• [What the task requires]: Return the lines of the records below exactly, starting at the line with "negative clicks: (562, 36)" and running through the end of the records, both ends included. Omit the pictures from your answer.

• [Stored data]:
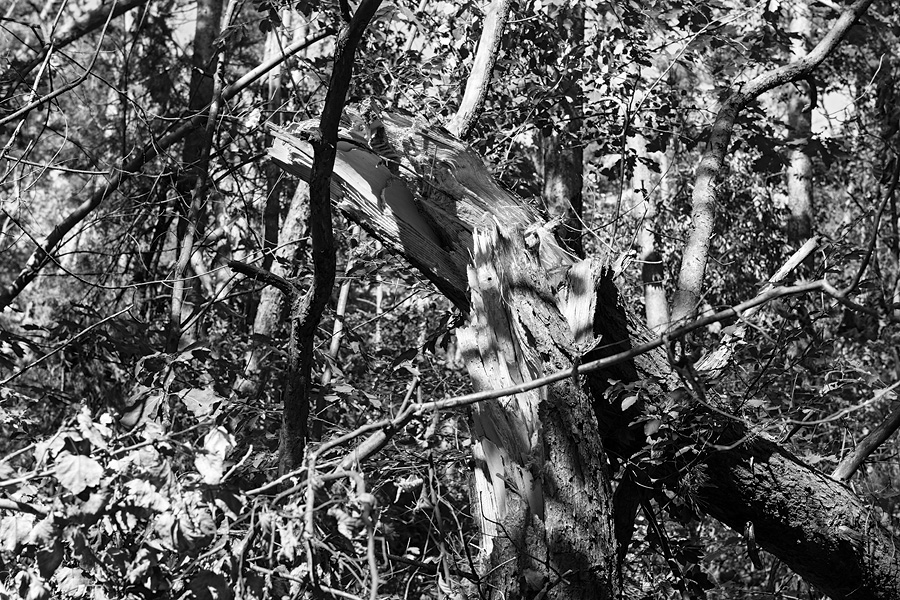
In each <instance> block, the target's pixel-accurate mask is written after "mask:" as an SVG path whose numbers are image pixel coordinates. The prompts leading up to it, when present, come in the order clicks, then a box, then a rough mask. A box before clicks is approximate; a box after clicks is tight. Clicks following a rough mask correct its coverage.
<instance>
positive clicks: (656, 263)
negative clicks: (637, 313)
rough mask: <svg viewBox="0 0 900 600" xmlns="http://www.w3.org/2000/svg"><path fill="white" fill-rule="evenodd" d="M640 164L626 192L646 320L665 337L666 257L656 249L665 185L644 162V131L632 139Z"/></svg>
mask: <svg viewBox="0 0 900 600" xmlns="http://www.w3.org/2000/svg"><path fill="white" fill-rule="evenodd" d="M628 147H629V148H631V149H632V150H633V151H634V153H635V157H636V159H637V160H635V163H634V173H633V174H632V177H631V182H630V184H631V185H630V189H627V190H623V192H624V193H625V195H626V197H627V198H629V200H630V201H629V202H628V203H627V204H628V205H627V207H626V208H627V210H628V212H629V214H631V215H632V217H633V218H634V220H635V221H636V223H637V231H636V232H635V236H634V247H635V248H636V249H637V253H638V263H639V264H640V266H641V285H642V286H643V287H644V316H645V318H646V323H647V327H648V328H649V329H650V330H651V331H655V332H657V333H662V332H663V331H664V330H665V329H666V327H668V325H669V303H668V301H667V300H666V290H665V287H664V286H663V277H664V274H665V270H664V265H663V261H662V256H661V255H660V253H659V252H658V251H657V249H656V196H657V195H658V193H659V189H660V188H661V185H658V184H659V179H660V178H659V177H654V176H653V175H652V174H651V171H650V169H649V168H648V167H647V165H646V163H645V162H644V160H646V159H647V158H648V156H647V140H645V139H644V136H643V135H642V134H641V133H640V131H637V132H635V134H634V135H633V136H630V137H629V138H628Z"/></svg>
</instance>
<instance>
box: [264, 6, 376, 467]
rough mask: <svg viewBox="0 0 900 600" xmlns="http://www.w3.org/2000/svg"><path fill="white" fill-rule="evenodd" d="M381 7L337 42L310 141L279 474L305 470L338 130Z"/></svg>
mask: <svg viewBox="0 0 900 600" xmlns="http://www.w3.org/2000/svg"><path fill="white" fill-rule="evenodd" d="M380 5H381V0H363V1H362V2H361V3H360V4H359V6H358V7H357V9H356V12H355V13H354V15H353V18H352V19H351V20H350V23H349V24H348V25H347V27H346V28H345V29H344V30H343V31H341V33H340V35H339V36H338V40H337V43H336V45H335V54H334V67H333V69H332V72H331V80H330V82H329V85H328V93H327V94H326V95H325V106H324V107H323V109H322V117H321V119H319V120H318V121H317V124H316V126H315V135H312V136H310V138H309V139H311V140H313V148H314V150H313V160H312V164H311V167H310V171H311V172H310V176H309V179H308V181H309V234H310V242H311V246H312V262H313V285H312V287H311V288H310V289H309V290H307V291H306V293H305V294H303V295H302V296H297V297H294V298H291V304H290V323H291V334H290V343H289V356H288V380H287V382H286V385H285V387H284V391H283V393H282V396H283V399H284V412H283V413H282V418H281V431H280V434H279V441H278V468H279V471H280V472H281V473H286V472H288V471H292V470H293V469H295V468H296V467H297V466H298V465H299V464H301V461H302V460H303V452H304V449H305V446H306V436H307V433H308V431H307V427H308V425H309V423H308V421H309V408H310V407H309V403H310V398H311V395H312V388H313V376H312V365H313V358H314V350H313V342H314V340H315V335H316V329H317V328H318V326H319V321H320V320H321V317H322V313H323V312H324V310H325V306H326V304H327V303H328V299H329V298H330V297H331V292H332V288H333V287H334V278H335V269H336V265H335V248H334V230H333V225H332V217H331V181H332V171H333V169H334V165H335V157H336V155H337V145H338V144H337V142H338V127H339V125H340V121H341V114H342V112H343V110H344V104H345V103H346V101H347V92H348V91H349V89H350V80H351V77H352V75H353V63H354V61H355V57H356V48H357V46H358V44H359V42H360V40H361V39H362V36H363V34H364V33H365V31H366V28H367V27H368V25H369V22H370V21H371V20H372V17H373V16H374V15H375V11H376V10H378V7H379V6H380Z"/></svg>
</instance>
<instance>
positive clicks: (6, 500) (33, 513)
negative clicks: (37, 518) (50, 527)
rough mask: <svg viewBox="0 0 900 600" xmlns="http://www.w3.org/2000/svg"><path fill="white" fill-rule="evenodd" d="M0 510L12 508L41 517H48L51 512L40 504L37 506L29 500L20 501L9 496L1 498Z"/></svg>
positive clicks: (19, 510)
mask: <svg viewBox="0 0 900 600" xmlns="http://www.w3.org/2000/svg"><path fill="white" fill-rule="evenodd" d="M0 510H11V511H15V512H25V513H30V514H32V515H37V516H39V517H46V516H47V515H49V514H50V511H48V510H44V509H43V508H41V507H39V506H35V505H34V504H28V503H27V502H19V501H18V500H10V499H8V498H0Z"/></svg>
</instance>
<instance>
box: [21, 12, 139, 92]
mask: <svg viewBox="0 0 900 600" xmlns="http://www.w3.org/2000/svg"><path fill="white" fill-rule="evenodd" d="M144 4H147V0H125V1H124V2H113V7H112V9H111V10H110V11H107V9H106V7H105V6H100V7H98V8H97V9H96V10H95V11H93V12H91V13H88V14H87V15H86V16H85V17H83V18H81V19H76V20H74V21H73V22H72V23H70V24H69V25H68V26H67V27H66V28H65V29H64V30H63V31H62V32H61V33H59V34H57V35H54V36H53V37H51V38H50V40H49V41H48V42H47V43H45V44H44V45H43V46H42V47H41V49H40V50H39V51H38V52H37V53H36V54H35V55H34V56H33V57H31V59H30V60H28V61H27V62H26V63H24V64H22V65H17V66H16V67H15V70H16V75H17V77H18V78H19V79H20V80H22V79H25V77H27V76H28V74H29V73H31V71H33V70H34V68H35V67H37V66H38V65H39V64H41V62H42V61H43V60H44V58H46V56H47V55H48V54H49V52H50V49H51V48H52V49H53V50H60V49H62V48H65V47H66V46H68V45H69V44H71V43H72V42H74V41H77V40H79V39H81V38H82V37H84V36H85V35H87V34H89V33H90V32H92V31H94V30H95V29H97V28H98V27H100V25H102V24H103V23H104V21H106V19H107V14H109V18H113V19H115V18H116V17H118V16H120V15H122V14H124V13H126V12H128V11H129V10H131V9H132V8H136V7H138V6H141V5H144Z"/></svg>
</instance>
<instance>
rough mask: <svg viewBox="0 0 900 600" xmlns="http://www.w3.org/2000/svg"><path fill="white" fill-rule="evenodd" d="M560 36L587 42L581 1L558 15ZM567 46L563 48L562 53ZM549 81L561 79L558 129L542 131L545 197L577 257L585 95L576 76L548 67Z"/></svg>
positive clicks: (569, 245) (581, 256) (563, 240)
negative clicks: (562, 36)
mask: <svg viewBox="0 0 900 600" xmlns="http://www.w3.org/2000/svg"><path fill="white" fill-rule="evenodd" d="M556 22H557V26H558V27H559V31H560V35H562V36H563V37H564V39H565V40H566V41H567V43H568V45H570V46H575V47H577V46H579V45H581V44H583V43H584V8H583V7H582V6H580V5H579V4H578V3H573V4H572V5H570V6H567V7H564V8H560V9H559V11H558V14H557V16H556ZM563 49H564V47H562V48H561V50H560V51H561V52H562V50H563ZM547 79H548V81H553V82H556V81H558V82H559V85H558V87H559V91H558V96H559V103H558V105H557V108H556V110H555V112H556V113H557V114H556V115H553V116H552V118H553V119H554V120H555V121H557V123H558V125H557V128H556V129H555V130H551V131H548V132H543V133H541V141H540V146H541V167H542V171H543V180H544V190H543V194H542V196H543V199H544V202H545V203H546V205H547V211H548V213H549V214H550V215H551V216H552V217H554V218H559V219H561V220H562V225H561V227H560V228H559V229H558V230H557V237H558V238H559V239H560V241H561V242H562V243H563V244H564V245H565V247H566V248H568V249H569V250H571V251H572V252H573V253H574V254H575V255H576V256H579V257H583V256H584V242H583V240H582V233H583V230H584V225H583V223H584V221H583V213H584V198H583V194H582V187H583V185H584V147H583V142H582V140H581V138H582V136H581V135H580V131H581V115H582V114H583V113H584V98H583V92H582V90H581V86H580V85H579V81H578V78H577V77H573V75H572V74H571V73H567V72H566V73H560V72H559V70H558V69H557V68H555V67H549V68H548V73H547Z"/></svg>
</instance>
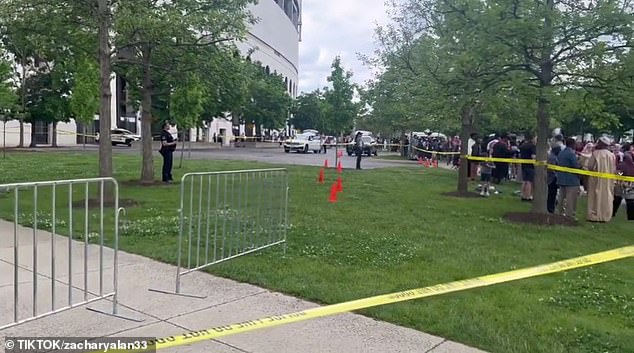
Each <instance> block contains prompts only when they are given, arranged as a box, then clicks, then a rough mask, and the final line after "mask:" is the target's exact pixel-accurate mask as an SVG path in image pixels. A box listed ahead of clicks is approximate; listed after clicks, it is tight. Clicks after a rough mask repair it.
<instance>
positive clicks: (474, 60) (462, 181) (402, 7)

• [Your response]:
negative clicks: (562, 36)
mask: <svg viewBox="0 0 900 600" xmlns="http://www.w3.org/2000/svg"><path fill="white" fill-rule="evenodd" d="M556 22H557V26H558V27H559V31H560V35H562V36H563V37H564V39H565V40H566V41H567V43H568V45H570V46H575V47H577V46H579V45H581V44H583V43H584V8H583V7H582V6H580V5H579V4H578V3H573V4H572V5H570V6H567V7H564V8H560V9H559V11H558V14H557V16H556ZM563 49H564V47H562V48H561V50H560V51H561V52H562V50H563ZM547 79H548V81H553V82H556V81H558V82H559V85H558V87H559V91H558V96H559V103H558V105H557V108H556V110H555V112H556V113H557V114H556V115H553V116H552V118H553V119H554V120H555V121H557V123H558V125H557V128H556V129H555V130H551V131H548V132H543V133H541V141H540V146H541V167H542V171H543V180H544V190H543V194H542V196H543V199H544V202H545V203H546V205H547V211H548V213H549V214H550V215H551V216H552V217H554V218H559V219H561V220H562V225H561V227H560V228H559V229H558V230H557V237H558V238H559V239H560V241H561V242H562V243H563V244H564V245H565V247H566V248H568V249H569V250H571V251H572V252H573V253H574V254H575V255H576V256H579V257H583V256H584V242H583V240H582V233H583V230H584V225H583V223H584V221H583V213H584V198H583V194H582V187H583V185H584V147H583V142H582V140H581V138H582V136H581V135H580V131H581V115H582V114H583V113H584V98H583V92H582V90H581V86H580V85H579V81H578V78H577V77H573V75H572V74H571V73H567V72H566V73H560V72H559V70H558V69H557V68H555V67H549V68H548V73H547Z"/></svg>
</instance>
Each <instance> block contains prompts only when they are given, arranged as a box, then clicks, then a rough mask, and the final line after "mask:" is the target's exact pixel-accurate mask as an SVG path in image pixels. A box listed ahead of clicks is approximate; listed after clicks, it is tight. Clicks after a rough mask repair it.
<instance>
positive clicks: (474, 60) (462, 181) (402, 7)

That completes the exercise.